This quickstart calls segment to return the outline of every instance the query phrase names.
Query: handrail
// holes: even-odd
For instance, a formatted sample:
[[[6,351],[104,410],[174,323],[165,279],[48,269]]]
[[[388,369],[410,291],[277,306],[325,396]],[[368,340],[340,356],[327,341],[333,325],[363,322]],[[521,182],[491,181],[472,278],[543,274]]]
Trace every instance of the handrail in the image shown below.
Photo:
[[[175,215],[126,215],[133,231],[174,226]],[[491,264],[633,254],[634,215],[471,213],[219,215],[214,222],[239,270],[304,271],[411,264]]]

• • •

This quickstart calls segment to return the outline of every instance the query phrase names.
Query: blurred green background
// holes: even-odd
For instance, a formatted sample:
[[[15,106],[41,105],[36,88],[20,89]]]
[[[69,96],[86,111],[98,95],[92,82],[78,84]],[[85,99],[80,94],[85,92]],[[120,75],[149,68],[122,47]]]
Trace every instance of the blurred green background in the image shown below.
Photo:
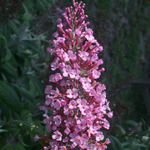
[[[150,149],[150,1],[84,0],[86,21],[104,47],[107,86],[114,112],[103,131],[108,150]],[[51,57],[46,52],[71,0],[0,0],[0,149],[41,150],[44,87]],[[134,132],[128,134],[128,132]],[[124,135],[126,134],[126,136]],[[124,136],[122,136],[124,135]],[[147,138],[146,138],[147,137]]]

• • •

Given request:
Show each line above that contains the word "background", copying every such line in full.

Reply to the task:
Query: blurred green background
Trace every instance of the blurred green background in the image shown below.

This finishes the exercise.